REQUIREMENT>
Copy out all lines of the listing below that hold "this".

DATA FOR REVIEW>
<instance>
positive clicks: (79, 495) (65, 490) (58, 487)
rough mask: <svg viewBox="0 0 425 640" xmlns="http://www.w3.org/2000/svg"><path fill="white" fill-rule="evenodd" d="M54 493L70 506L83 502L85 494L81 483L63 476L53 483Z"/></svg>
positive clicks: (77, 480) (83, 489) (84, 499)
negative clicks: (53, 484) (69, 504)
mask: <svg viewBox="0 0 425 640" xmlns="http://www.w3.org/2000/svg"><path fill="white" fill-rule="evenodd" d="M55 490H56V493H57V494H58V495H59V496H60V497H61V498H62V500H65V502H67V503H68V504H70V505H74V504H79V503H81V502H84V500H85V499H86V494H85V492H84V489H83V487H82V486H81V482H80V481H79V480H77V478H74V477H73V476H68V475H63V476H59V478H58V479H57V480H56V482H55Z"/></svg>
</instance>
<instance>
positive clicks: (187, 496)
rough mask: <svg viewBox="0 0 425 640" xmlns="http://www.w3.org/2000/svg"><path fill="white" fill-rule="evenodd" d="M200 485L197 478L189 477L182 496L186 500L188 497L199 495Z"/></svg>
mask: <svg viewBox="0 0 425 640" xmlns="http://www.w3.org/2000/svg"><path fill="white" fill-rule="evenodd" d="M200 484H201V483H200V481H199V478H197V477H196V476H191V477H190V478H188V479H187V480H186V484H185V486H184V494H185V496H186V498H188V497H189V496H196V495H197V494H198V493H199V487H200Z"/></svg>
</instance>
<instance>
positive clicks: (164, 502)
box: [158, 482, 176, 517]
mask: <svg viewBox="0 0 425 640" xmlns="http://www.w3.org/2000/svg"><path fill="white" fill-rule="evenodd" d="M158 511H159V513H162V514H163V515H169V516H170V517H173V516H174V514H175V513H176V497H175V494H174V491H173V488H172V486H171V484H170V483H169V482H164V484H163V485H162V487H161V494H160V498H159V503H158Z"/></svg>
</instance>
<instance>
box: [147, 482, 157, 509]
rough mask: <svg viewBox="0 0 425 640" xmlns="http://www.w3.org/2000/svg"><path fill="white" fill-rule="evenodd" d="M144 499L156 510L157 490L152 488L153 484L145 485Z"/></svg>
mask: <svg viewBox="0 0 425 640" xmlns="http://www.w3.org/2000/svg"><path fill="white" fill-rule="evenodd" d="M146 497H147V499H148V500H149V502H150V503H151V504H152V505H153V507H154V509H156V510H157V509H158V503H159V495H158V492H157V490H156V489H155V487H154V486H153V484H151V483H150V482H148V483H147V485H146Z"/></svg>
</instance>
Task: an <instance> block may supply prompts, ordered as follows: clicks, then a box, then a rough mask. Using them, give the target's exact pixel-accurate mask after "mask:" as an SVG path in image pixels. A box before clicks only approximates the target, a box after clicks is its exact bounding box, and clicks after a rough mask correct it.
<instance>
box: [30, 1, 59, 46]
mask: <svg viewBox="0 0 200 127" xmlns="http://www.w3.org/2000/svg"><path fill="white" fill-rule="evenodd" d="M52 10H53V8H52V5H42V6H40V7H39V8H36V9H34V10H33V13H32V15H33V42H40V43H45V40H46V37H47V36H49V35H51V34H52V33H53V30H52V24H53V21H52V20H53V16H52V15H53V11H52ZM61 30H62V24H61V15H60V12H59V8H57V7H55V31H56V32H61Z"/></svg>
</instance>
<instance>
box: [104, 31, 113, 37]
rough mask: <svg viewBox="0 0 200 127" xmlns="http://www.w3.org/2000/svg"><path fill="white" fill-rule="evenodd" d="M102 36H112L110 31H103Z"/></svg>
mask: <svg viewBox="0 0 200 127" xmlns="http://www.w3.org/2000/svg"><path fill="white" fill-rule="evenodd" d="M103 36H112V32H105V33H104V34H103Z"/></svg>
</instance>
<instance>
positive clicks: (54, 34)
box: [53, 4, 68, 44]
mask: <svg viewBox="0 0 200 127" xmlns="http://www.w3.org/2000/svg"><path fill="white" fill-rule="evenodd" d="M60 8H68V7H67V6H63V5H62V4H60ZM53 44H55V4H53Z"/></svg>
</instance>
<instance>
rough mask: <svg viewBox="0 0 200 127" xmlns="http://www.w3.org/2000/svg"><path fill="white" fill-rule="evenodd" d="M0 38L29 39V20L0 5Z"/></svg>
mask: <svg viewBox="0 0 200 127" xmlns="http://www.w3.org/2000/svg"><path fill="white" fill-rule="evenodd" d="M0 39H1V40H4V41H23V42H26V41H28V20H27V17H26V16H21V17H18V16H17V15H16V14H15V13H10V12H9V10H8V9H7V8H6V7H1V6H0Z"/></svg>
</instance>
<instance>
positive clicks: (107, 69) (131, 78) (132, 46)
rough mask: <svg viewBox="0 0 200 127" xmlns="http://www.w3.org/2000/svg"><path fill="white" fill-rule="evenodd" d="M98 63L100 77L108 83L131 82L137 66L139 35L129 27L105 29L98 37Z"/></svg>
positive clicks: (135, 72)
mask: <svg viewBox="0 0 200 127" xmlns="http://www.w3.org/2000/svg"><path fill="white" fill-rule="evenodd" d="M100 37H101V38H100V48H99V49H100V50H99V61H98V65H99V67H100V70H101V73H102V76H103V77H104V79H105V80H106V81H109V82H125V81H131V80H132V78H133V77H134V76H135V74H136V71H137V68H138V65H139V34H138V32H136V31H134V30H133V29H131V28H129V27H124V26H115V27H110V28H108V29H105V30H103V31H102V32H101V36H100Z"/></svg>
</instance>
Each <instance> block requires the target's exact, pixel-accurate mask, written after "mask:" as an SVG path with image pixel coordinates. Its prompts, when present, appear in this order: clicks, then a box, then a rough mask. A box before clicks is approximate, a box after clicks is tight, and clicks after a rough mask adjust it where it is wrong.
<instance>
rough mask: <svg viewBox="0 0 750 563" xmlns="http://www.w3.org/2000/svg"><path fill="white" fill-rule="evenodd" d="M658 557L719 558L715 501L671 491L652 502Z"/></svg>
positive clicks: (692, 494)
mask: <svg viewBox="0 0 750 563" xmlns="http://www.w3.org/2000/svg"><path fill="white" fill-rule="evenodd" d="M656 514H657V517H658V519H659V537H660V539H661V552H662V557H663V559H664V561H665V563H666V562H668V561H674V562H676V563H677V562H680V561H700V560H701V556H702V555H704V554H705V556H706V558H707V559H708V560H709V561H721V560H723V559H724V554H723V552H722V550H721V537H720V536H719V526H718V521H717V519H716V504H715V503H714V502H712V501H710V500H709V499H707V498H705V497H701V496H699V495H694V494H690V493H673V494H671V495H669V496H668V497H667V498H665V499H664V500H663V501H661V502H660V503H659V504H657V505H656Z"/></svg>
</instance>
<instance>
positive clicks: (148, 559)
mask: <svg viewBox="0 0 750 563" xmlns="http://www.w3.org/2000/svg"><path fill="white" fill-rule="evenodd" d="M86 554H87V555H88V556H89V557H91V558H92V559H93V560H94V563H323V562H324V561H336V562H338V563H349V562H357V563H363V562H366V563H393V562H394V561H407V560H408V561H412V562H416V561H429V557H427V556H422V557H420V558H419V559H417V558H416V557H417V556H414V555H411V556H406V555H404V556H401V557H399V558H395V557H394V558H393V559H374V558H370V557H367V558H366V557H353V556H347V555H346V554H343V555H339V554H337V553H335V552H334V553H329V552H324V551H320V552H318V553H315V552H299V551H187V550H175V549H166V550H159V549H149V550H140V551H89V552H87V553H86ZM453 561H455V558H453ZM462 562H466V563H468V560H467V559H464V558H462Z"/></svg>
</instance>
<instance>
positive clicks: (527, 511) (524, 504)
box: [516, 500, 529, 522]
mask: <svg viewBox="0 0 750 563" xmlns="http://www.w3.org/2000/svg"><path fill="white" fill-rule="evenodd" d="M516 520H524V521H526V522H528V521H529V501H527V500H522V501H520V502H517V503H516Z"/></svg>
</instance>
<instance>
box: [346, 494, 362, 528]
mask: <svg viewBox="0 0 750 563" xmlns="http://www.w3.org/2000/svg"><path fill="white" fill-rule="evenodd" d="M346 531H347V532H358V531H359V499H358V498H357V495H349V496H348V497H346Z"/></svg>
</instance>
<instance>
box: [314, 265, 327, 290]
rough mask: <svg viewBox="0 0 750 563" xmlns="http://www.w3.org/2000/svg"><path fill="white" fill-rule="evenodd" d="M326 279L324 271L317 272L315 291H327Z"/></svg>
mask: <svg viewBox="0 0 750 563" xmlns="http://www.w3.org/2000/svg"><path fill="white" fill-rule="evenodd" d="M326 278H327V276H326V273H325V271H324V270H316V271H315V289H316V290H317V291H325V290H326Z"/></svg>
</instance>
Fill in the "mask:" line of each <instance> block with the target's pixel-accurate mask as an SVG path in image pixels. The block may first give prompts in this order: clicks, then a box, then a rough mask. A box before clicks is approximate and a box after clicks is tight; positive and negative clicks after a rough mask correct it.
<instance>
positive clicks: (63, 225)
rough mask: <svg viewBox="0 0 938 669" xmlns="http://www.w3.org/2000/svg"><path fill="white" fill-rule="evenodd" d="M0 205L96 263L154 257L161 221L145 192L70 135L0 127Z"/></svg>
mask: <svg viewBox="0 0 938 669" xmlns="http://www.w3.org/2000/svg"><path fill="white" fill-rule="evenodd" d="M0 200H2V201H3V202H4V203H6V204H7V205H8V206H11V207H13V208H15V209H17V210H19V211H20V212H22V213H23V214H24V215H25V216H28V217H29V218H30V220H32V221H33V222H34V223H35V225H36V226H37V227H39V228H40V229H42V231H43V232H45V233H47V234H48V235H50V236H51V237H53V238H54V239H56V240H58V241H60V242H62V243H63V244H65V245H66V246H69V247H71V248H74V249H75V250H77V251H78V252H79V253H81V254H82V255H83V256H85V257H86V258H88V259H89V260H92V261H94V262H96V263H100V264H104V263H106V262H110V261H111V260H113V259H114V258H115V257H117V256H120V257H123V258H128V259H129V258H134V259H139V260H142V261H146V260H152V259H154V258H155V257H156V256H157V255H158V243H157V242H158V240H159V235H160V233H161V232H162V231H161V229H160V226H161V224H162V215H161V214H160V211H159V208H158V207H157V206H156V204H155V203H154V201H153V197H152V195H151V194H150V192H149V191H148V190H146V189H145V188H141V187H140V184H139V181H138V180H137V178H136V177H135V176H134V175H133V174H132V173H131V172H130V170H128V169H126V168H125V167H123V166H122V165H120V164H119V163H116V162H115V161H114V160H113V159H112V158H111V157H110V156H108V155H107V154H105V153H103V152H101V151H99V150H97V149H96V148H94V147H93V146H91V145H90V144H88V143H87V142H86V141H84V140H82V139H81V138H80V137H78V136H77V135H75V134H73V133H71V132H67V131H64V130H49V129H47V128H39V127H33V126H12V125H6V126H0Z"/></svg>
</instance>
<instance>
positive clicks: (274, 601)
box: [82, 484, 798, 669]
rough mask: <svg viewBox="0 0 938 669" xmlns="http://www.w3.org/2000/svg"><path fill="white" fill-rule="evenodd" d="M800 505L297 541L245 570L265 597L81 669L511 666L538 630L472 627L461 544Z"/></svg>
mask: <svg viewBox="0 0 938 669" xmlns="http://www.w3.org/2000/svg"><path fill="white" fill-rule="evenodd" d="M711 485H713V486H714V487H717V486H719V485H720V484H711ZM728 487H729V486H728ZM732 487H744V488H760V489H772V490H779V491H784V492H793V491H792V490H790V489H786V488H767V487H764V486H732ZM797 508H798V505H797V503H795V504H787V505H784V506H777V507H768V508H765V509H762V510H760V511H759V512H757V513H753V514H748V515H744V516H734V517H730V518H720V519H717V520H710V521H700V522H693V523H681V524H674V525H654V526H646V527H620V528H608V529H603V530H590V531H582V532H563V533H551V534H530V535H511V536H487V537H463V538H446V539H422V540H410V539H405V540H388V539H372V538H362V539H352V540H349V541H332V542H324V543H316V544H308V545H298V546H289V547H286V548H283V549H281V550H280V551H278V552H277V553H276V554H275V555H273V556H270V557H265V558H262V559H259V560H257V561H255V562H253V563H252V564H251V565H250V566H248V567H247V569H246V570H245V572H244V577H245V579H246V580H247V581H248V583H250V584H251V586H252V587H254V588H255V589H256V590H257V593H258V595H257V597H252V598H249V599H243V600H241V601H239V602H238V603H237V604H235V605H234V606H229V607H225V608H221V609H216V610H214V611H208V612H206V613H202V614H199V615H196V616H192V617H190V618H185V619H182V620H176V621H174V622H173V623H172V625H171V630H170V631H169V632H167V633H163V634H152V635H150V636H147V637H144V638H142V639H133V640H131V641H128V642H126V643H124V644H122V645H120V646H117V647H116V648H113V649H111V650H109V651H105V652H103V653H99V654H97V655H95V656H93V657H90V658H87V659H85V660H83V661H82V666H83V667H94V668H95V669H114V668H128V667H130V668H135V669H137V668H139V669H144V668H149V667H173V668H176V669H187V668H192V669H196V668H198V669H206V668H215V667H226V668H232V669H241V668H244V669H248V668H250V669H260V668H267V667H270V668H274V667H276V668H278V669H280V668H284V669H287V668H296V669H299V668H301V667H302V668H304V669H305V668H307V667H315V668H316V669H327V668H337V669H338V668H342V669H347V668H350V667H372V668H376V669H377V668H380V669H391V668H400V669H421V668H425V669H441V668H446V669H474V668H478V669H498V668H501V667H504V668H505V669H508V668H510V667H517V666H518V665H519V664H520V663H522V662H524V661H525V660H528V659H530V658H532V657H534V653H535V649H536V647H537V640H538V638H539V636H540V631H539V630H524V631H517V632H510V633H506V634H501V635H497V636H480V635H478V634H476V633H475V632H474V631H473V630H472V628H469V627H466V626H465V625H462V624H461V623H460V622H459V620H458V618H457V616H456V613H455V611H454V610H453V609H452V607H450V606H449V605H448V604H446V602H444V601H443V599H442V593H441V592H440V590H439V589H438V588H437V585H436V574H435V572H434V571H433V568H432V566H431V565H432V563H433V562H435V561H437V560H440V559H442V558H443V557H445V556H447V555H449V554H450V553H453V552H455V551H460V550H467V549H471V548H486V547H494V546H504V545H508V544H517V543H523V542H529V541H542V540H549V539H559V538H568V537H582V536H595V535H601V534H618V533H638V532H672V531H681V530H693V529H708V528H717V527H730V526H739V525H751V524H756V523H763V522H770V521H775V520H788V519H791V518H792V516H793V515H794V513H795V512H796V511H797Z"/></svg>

SOLUTION TO THE EXERCISE>
Each <instance> block requires the target's exact, pixel-accurate mask, written after "mask:" as an SVG path with image pixel coordinates. Its prompts, when present, appear in this order: clicks, then a box, then a rough mask. A box before clicks is approximate, a box after clicks is tight, and clicks after a rough mask adjust it where it is wrong.
Fill in the "mask:" line of each <instance> block with the target's pixel-accurate mask as an SVG path in image pixels. The block may first give prompts in this order: clicks, then a box, then a rough mask. A box before clicks is approximate and a box after clicks is tight; positive and negative clicks after a rough mask correct it.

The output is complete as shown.